Emerging growth company ☐
If an emerging growth company, indicate by check mark if the registrant
has elected not to use the extended transition period for complying with any new or revised financial accounting standards provided pursuant
to Section 13(a) of the Exchange Act. ☐
- 1 -
Item 8.01. Other Events.
On March 7, 2025, First Horizon Corporation (“First Horizon”)
completed the issuance and sale of $500,000,000 aggregate principal amount of its 5.514% Fixed Rate / Floating Rate Senior Notes due 2031
(the “Notes”), pursuant to an Underwriting Agreement, dated March 4, 2025 (the “Underwriting Agreement”), between
First Horizon, on the one hand, and Morgan Stanley & Co. LLC, BofA Securities, Inc., Citigroup Global Markets Inc., FHN Financial
Securities Corp. and Goldman Sachs & Co. LLC, as representatives of the underwriters, on the other hand. The sale of the Notes was
made pursuant to First Horizon’s Registration Statement on Form S-3 (File No. 333-264514) filed with the Securities and Exchange
Commission (the “Registration Statement”). The Notes were issued pursuant to an Indenture, dated December 20, 2010, as supplemented
by the Supplemental Indenture No. 1, dated as of May 26, 2020 and the Supplemental Indenture No. 2, dated as of March 7, 2025 (the “Second
Supplemental Indenture”), by and between First Horizon and The Bank of New York Mellon, as Trustee.
Copies of the Underwriting Agreement, the Second Supplemental Indenture
and the Officers’ Certificate, dated March 7, 2025, setting forth the terms of the Notes and including the form of Note, are attached
as Exhibits 1.1, 4.1 and 4.2, respectively.
The opinion and consent of Lang Wiseman, Senior Executive Vice President
and General Counsel of First Horizon, as to the validity of the Notes is attached as Exhibit 5.1. The opinion and consent of Sullivan & Cromwell LLP as to the validity of the Notes is attached as Exhibit 5.2. The opinion and consent of Sullivan & Cromwell LLP
as to tax matters regarding the Notes is attached as Exhibit 8.1.

────────────────────────────────────────

**TASKS TO COMPLETE**:
• a. Using the First Horizon filing, answer:
(i) What aggregate principal amount of Notes did First Horizon issue and sell?
(ii) Who serves as Trustee under the Indenture?
(iii) What is attached as Exhibit 8.1?
• b. List every firm that the First Horizon filing names as a representative of the underwriters.
• c. Carry the First Horizon filing forward, starting right after its final sentence.

**RECORDED INFORMATION**:
────────────────────────────────────────

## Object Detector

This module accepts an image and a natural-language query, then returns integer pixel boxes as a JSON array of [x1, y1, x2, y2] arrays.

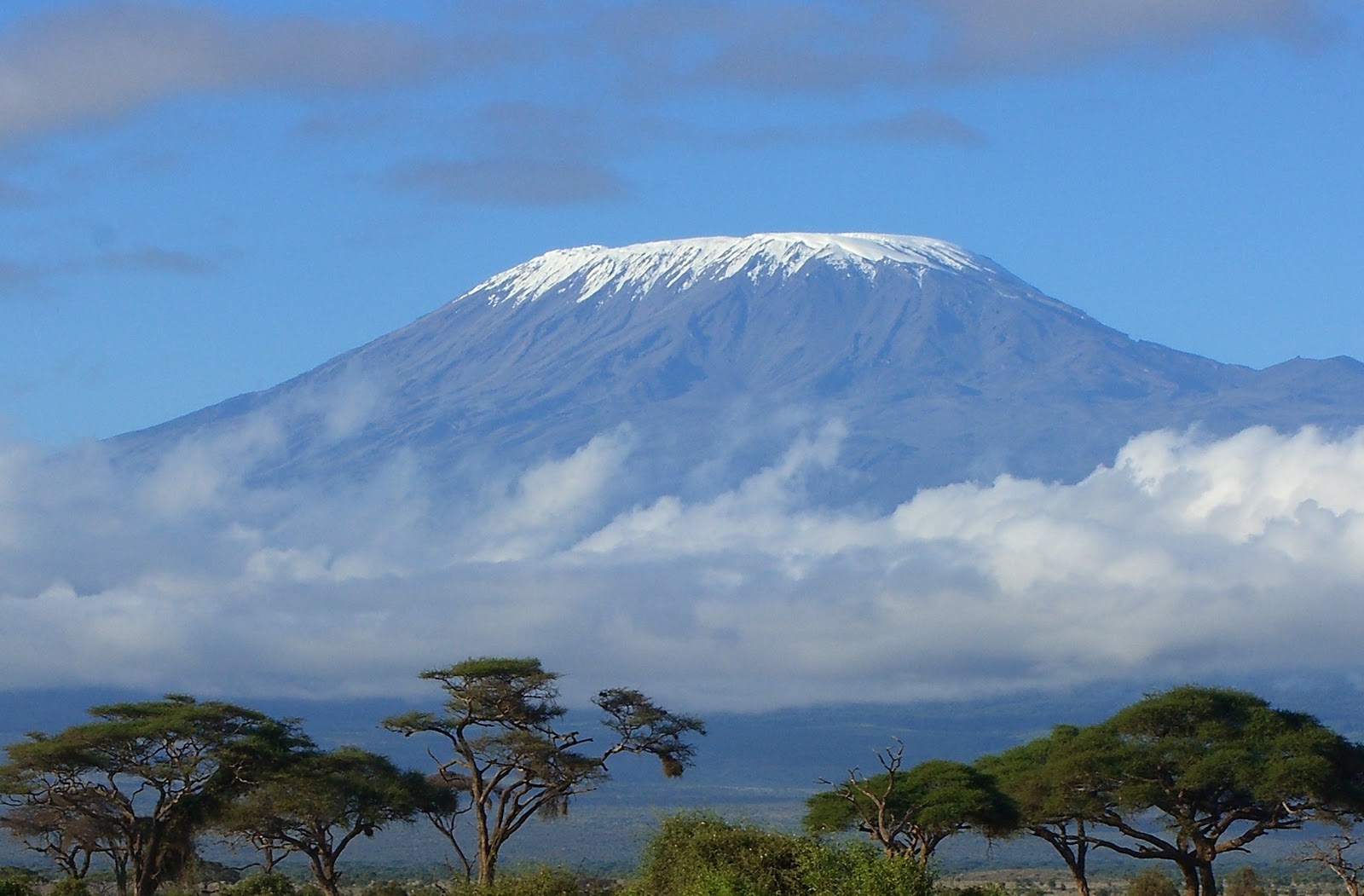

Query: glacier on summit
[[111, 234, 1364, 507], [8, 234, 1364, 709]]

────────────────────────────────────────

**THE RESPONSES**:
• a.
(i) $500,000,000
(ii) The Bank of New York Mellon
(iii) The opinion and consent of Sullivan & Cromwell LLP as to tax matters regarding the Notes

• b.
Morgan Stanley & Co. LLC
BofA Securities, Inc.
Citigroup Global Markets Inc.
FHN Financial Securities Corp.
Goldman Sachs & Co. LLC

• c.
This Current Report on Form 8-K is being filed, in part,
for the purpose of filing the documents attached as Exhibits hereto as exhibits to the Registration Statement in connection with the issuance
of the Notes and such exhibits are hereby incorporated by reference into the Registration Statement.
Item 9.01 Financial Statements and Exhibits
(d) Exhibits
Exhibit #
Description
1.1
Underwriting Agreement, dated March 4, 2025, between First Horizon, on the one hand, and Morgan Stanley & Co. LLC, BofA Securities, Inc., Citigroup Global Markets Inc., FHN Financial Securities Corp. and Goldman Sachs & Co. LLC, as representatives of the underwriters, on the other hand, relating to the purchase of the Notes.
4.1
Supplemental Indenture No. 2, dated March 7, 2025, between First Horizon and The Bank of New York Mellon Trust Company, N.A., as trustee.
4.2
Officers’ Certificate, dated March 7, 2025, setting forth the terms of the Notes and including the form of Note.
5.1
Opinion of Lang Wiseman, Senior Executive Vice President and General Counsel of First Horizon, as to the validity of the Notes.
5.2
Opinion of Sullivan & Cromwell LLP as to the validity of the Notes.
8.1
Opinion of Sullivan & Cromwell LLP on tax matters regarding the Notes.
23.1
Consent of Lang Wiseman (included in Exhibit 5.1).
23.2
Consent of Sullivan & Cromwell LLP (included in Exhibit 5.2 and 8.1).
104
Cover Page Interactive Data File, formatted in Inline XBRL
In the Underwriting Agreement filed as Exhibit 1.1,
each party makes representations and warranties to other parties. Those representations and warranties are made only to and for the benefit
of the respective other parties in the context of a business contract. They are subject to contractual materiality standards. Exceptions
to such representations and warranties may be partially or fully waived by such parties in their discretion. No such representation or
warranty may be relied upon by any other person for any purpose.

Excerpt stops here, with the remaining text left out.